• [TÂCHES À RÉALISER]:
1) Reprenez le passage sur la présidence française en commençant par « Des avancées majeures » et en allant jusqu'à « ont été adoptés. », en renommant « instruments législatifs » en « textes législatifs ».
2) Relevez toutes les dates auxquelles un accord a été obtenu selon le passage sur la présidence française.

• [PASSAGE FOURNI]:
■ ■ ■ ■ ■

2. En dépit de la guerre en Ukraine, qui a naturellement affecté très significativement l’agenda de la présidence française, cette dernière a néanmoins réussi à maintenir le cap en poursuivant les travaux sur les priorités définies initialement qui visent toutes à renforcer la cohésion de l’Union et sa capacité à agir.

Des avancées majeures ont été obtenues dans trois domaines en particulier, et seront poursuivies au deuxième trimestre :

D’abord, plusieurs instruments législatifs majeurs qui visent à assurer un meilleur respect des intérêts de l’Union en matière commerciale, climatique et numérique ont été adoptés.

Ainsi, en matière commerciale, l’instrument de réciprocité dans l’accès aux marchés publics a fait l’objet d’un accord complet le 14 mars 2022 après 10 ans de négociations : il nous aidera à garantir des conditions de concurrence équitable pour nos entreprises et à leur créer des opportunités à l’international. Dans le même esprit, la France a plaidé pour le respect par les produits importés des normes européennes en matière agricole et environnementale.

En matière de transition écologique, le mécanisme d’ajustement carbone aux frontières a fait l’objet d’un accord politique le 15 mars 2022 : en garantissant des règles du jeu loyales entre toutes les entreprises qui commercent sur le marché intérieur, ce mécanisme incitera les États non-européens à mener une politique climatique plus ambitieuse et assurera que nous ne perdons pas nos usines et nos emplois au profit de pays pollueurs. C’est une première mondiale et un élément essentiel du paquet d’ajustement à l’objectif -55 % (des émissions de gaz à effet de serre d’ici 2030 par rapport à 1990), sur lequel nous allons poursuivre les négociations. En outre, un accord au Conseil le 17 mars a acté la constitution d’une filière européenne de production de batteries, qui renforce la dynamique en faveur de l’économie circulaire, de l’excellence technologique et de la réindustrialisation de l’Union.

Enfin, en matière numérique, la législation sur les marchés numériques (le « Digital Markets Act ») a fait l’objet d’un accord complet le 24 mars : c’est le premier cadre de régulation de ces marchés au monde, qui va permettre de mettre fin aux pratiques déloyales de certaines entreprises numériques qui imposent leurs propres règles. La présidence française va par ailleurs poursuivre ses efforts sur le deuxième grand chantier législatif relatif aux services numériques (le « Digital Services Act »), qui doit assurer une meilleure responsabilisation des grandes plateformes numériques concernant les contenus qu’elles diffusent. La guerre en Ukraine démontre que c’est là une nécessité commerciale mais aussi démocratique et stratégique.

■ ■ ■ ■ ■

• [DONNÉES EXTRAITES]:
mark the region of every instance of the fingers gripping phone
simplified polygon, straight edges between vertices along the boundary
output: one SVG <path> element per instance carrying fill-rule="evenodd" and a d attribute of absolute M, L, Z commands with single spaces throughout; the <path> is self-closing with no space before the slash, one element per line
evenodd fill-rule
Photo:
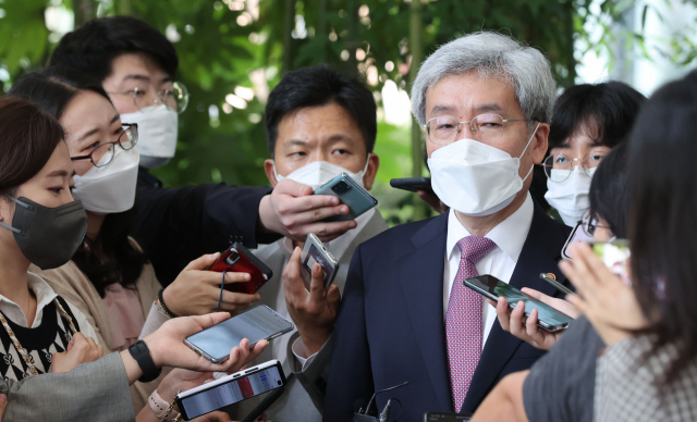
<path fill-rule="evenodd" d="M 227 290 L 249 295 L 257 293 L 273 275 L 271 269 L 245 248 L 241 241 L 233 243 L 208 270 L 219 273 L 229 271 L 249 274 L 252 280 L 246 283 L 230 283 L 223 286 Z"/>
<path fill-rule="evenodd" d="M 499 297 L 504 297 L 509 302 L 509 308 L 513 310 L 518 301 L 525 303 L 525 316 L 529 316 L 533 309 L 537 309 L 537 325 L 550 333 L 566 330 L 574 319 L 558 311 L 547 303 L 533 298 L 518 290 L 517 288 L 503 283 L 493 275 L 479 275 L 477 277 L 465 278 L 465 286 L 472 288 L 478 294 L 497 301 Z"/>
<path fill-rule="evenodd" d="M 332 215 L 322 220 L 328 223 L 354 220 L 378 204 L 378 200 L 346 173 L 341 173 L 318 187 L 313 195 L 331 195 L 339 198 L 341 203 L 348 206 L 347 214 Z"/>
<path fill-rule="evenodd" d="M 191 335 L 184 344 L 213 363 L 222 362 L 243 338 L 249 348 L 260 340 L 270 340 L 295 328 L 292 322 L 266 305 L 258 305 L 246 312 Z"/>
<path fill-rule="evenodd" d="M 281 362 L 270 360 L 176 395 L 182 418 L 188 421 L 285 385 Z"/>
<path fill-rule="evenodd" d="M 313 281 L 313 265 L 318 263 L 322 268 L 325 288 L 329 287 L 337 276 L 339 262 L 331 255 L 325 244 L 310 233 L 305 239 L 303 253 L 301 253 L 301 276 L 305 284 L 305 289 L 309 291 L 309 285 Z"/>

■ ■ ■ ■ ■

• [LISTE DES RÉPONSES]:
1)
Des avancées majeures ont été obtenues dans trois domaines en particulier, et seront poursuivies au deuxième trimestre :

D’abord, plusieurs textes législatifs majeurs qui visent à assurer un meilleur respect des intérêts de l’Union en matière commerciale, climatique et numérique ont été adoptés.

2)
- 14 mars 2022
- 15 mars 2022
- 17 mars
- 24 mars